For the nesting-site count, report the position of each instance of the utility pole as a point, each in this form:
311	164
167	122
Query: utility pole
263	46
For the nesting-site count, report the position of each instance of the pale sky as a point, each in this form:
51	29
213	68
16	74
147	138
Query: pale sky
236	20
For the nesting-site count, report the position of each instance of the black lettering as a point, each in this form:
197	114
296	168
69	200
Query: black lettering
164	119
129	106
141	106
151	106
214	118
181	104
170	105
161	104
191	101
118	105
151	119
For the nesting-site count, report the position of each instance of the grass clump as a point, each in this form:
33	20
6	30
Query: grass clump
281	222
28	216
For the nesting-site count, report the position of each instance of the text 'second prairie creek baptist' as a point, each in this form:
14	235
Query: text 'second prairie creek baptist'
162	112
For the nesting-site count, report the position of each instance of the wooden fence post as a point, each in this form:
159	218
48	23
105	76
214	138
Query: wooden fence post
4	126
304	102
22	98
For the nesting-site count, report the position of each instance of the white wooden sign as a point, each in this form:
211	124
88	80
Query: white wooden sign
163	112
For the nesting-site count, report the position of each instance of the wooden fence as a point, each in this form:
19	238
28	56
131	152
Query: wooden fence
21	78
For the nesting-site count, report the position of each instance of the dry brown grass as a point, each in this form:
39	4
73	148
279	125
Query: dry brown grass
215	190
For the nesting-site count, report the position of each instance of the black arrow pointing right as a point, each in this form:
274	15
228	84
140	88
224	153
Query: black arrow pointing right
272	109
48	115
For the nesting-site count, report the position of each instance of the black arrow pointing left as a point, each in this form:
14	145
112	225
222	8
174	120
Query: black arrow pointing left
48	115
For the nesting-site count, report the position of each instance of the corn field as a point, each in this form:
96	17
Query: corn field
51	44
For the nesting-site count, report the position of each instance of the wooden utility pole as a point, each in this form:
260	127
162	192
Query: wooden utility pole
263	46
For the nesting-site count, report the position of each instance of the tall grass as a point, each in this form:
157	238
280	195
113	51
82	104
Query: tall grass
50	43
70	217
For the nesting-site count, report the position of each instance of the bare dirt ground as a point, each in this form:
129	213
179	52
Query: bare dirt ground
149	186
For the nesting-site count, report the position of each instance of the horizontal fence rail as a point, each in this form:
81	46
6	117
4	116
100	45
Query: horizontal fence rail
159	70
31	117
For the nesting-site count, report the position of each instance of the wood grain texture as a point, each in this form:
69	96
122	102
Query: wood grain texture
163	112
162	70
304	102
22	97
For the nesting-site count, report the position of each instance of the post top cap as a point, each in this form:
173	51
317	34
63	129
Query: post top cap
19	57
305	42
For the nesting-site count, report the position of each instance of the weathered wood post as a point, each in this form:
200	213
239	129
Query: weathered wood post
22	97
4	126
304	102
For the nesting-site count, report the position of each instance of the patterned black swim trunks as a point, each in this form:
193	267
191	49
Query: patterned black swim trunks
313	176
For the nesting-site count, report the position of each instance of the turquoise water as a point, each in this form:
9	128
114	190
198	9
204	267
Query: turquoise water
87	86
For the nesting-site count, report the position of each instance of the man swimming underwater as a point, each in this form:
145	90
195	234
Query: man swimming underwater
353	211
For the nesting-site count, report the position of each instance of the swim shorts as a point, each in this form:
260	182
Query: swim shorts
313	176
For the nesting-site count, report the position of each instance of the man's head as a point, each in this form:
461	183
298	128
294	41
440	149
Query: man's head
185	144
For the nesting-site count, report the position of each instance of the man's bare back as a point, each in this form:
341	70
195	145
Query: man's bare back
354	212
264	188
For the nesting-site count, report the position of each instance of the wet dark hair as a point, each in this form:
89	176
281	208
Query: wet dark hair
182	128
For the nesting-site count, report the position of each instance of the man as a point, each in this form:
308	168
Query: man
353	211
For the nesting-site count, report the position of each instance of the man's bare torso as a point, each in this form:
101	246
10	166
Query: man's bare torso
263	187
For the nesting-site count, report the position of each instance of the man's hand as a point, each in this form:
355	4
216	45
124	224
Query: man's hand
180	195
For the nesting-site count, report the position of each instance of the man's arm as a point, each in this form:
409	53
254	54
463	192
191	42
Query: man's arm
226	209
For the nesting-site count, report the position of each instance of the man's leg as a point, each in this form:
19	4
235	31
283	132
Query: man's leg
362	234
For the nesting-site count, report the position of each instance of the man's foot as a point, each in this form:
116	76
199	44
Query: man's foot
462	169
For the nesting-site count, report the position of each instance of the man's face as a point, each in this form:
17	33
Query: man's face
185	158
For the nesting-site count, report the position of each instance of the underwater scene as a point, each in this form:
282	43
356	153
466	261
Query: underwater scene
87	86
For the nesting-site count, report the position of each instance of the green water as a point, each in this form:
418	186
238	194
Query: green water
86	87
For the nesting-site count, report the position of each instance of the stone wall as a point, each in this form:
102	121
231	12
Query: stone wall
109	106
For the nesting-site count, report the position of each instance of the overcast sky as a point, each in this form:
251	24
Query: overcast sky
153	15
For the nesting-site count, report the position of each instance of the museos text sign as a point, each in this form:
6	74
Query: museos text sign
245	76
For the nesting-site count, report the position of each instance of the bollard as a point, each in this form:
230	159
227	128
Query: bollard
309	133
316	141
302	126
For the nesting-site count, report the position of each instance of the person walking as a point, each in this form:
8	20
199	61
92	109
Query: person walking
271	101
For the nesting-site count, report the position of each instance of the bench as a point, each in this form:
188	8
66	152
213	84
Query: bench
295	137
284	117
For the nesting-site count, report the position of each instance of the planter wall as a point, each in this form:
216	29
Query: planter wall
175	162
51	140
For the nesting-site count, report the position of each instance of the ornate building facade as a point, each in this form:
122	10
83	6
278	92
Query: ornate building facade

-----

* **Your task**
Retype the listing. Match it exactly.

* **Written response**
For the nesting-site count, report the position of each instance of the utility pole as a point, each in this form:
311	164
167	122
Query: utility pole
263	46
For the nesting-site count, report the position of each instance of the pale sky as a point, each in this form:
51	29
213	68
16	74
147	138
Query: pale sky
236	20
For the nesting-site count, report the position of each instance of the black lettering as a point, each in this form:
197	114
296	168
69	200
Query: black lettering
164	119
129	106
141	106
151	106
214	118
181	104
170	105
161	104
191	101
118	105
151	119
For the nesting-site count, report the position of each instance of the grass clump as a point, each in this form:
33	20
6	30
Query: grass clump
281	222
28	216
For the nesting-site count, report the position of each instance of the text 'second prairie creek baptist' as a point, each in this form:
14	235
Query: text 'second prairie creek baptist'
162	112
For the nesting-site count, report the position of each instance of the wooden fence post as a point, each in this form:
159	218
48	23
105	76
214	138
Query: wooden fence post
4	126
304	102
22	98
For the nesting-site count, report the position of each instance of the white wooden sign as a point, each in this form:
211	124
88	80
Query: white wooden sign
163	112
For the nesting-site count, report the position of each instance of the wooden fence as a point, each in this form:
19	238
28	56
131	152
Query: wooden fence
21	78
For the nesting-site count, report the position of each instance of the dry brown grass as a point, each in this form:
39	4
73	148
279	125
Query: dry brown grass
215	190
For the nesting-site count, report the position of each instance of the black arrow pointing right as a point, each in this form:
274	15
228	84
140	88
224	153
Query: black arrow pointing right
272	109
48	115
For the nesting-site count, report the position of each instance of the black arrow pointing left as a point, each in this form:
14	145
112	225
222	8
174	120
Query: black arrow pointing left
48	115
For the nesting-site count, report the position of each instance of the corn field as a point, each in this form:
96	17
Query: corn field
51	44
For the nesting-site count, report the position of each instance of the wooden utility pole as a point, each in this form:
260	127
162	192
Query: wooden utility pole
263	46
For the nesting-site count, report the position of each instance of the tall grass as a point, each in this form:
157	238
280	195
113	51
82	104
Query: tall grass
50	43
70	217
For the nesting-site count, report the position of each instance of the bare dirt ground as a point, each in this form:
129	213
179	52
Query: bare dirt ground
149	186
For the nesting-site count, report the position of each instance of the horizontal fence rail as a point, each in this form:
81	46
6	117
4	116
100	45
Query: horizontal fence rail
159	70
31	117
For the nesting-site count, report the position of each instance of the wood grain texture as a point, each in this form:
69	96
122	102
Query: wood grain texture
163	112
162	70
304	102
22	97
For the nesting-site count, report the position of each instance of the post top cap as a point, each in this form:
173	51
317	34
63	129
Query: post top cap
19	57
305	42
For the nesting-site count, report the position of each instance of the weathered wood post as a point, each in this form:
200	213
239	129
Query: weathered wood post
22	97
4	126
304	102
For the nesting-site count, report the position of each instance of the patterned black swim trunks as a point, each in this form:
193	267
191	49
Query: patterned black swim trunks
313	176
For the nesting-site count, report the position of each instance of the turquoise water as a point, each in this form:
9	128
114	190
198	9
204	267
Query: turquoise water
87	86
For the nesting-site count, report the position of each instance of the man swimming underwater as a point, each in this form:
145	90
195	234
Query: man swimming underwater
353	211
For the nesting-site count, report the position of each instance of the swim shorts as a point, each in this form:
260	182
Query: swim shorts
313	176
For the nesting-site count, report the position of each instance of the man's head as a point, each in this form:
461	183
298	128
294	41
440	149
Query: man's head
185	144
For the nesting-site count, report the position of each instance of the man's bare back as a point, each in this form:
341	70
195	145
Query: man's bare back
354	212
264	188
For the nesting-site count, report the position of each instance of the wet dark hair as a point, each in this form:
89	176
281	208
Query: wet dark hair
182	128
For the nesting-site count, report the position of each instance of the man as a point, each in this form:
308	168
Query: man
353	211
For the nesting-site count, report the position of each instance of the man's bare torso as a point, each in this form:
101	246
10	166
Query: man's bare torso
263	187
For the nesting-site count, report the position of each instance of the man's hand as a point, each in this form:
355	4
216	45
124	224
Query: man's hand
180	195
For the nesting-site count, report the position of each instance of the man's arm as a point, each in this form:
409	53
254	54
463	192
191	42
Query: man's arm
226	209
For the nesting-site count, report the position of each instance of the man's leg as a point, each in this form:
19	4
235	31
283	132
Query: man's leg
362	234
For the nesting-site count, report the position of each instance of the man's foot as a point, each in this form:
116	76
199	44
Query: man's foot
462	169
For the nesting-site count, report the position of each instance of the man's face as a point, each in this form:
17	33
Query: man's face
185	158
For the nesting-site count, report the position of each instance of the underwater scene as a point, each in this form:
282	43
356	153
466	261
Query: underwater scene
87	86
For the nesting-site count, report the position of each instance of the green water as a point, each in this form:
418	186
238	194
Query: green water
86	87
For the nesting-site count, report the position of each instance of the stone wall as a point, each in this form:
102	121
231	12
Query: stone wall
109	106
For the nesting-site count, report the position of each instance of the overcast sky as a point, each in this form:
251	24
Query: overcast sky
153	15
For the nesting-site count, report the position of each instance of the museos text sign as a point, each in this form:
6	74
Query: museos text sign
245	76
For the nesting-site count, report the position of each instance of the bollard as a point, each in this form:
230	159
227	128
Query: bollard
309	133
316	141
302	126
For the nesting-site count, report the position of each instance of the person walking as a point, each in this form:
8	20
199	61
92	109
Query: person walking
271	101
For the nesting-site count, report the position of each instance of the bench as a point, each in this form:
188	8
66	152
213	84
Query: bench
295	137
284	117
For the nesting-site count, report the position of each instance of the planter wall as a point, each in this form:
216	29
Query: planter wall
175	162
51	140
For the nesting-site count, report the position of each instance of the ornate building facade as a point, each in this form:
122	10
83	6
278	92
Query: ornate building facade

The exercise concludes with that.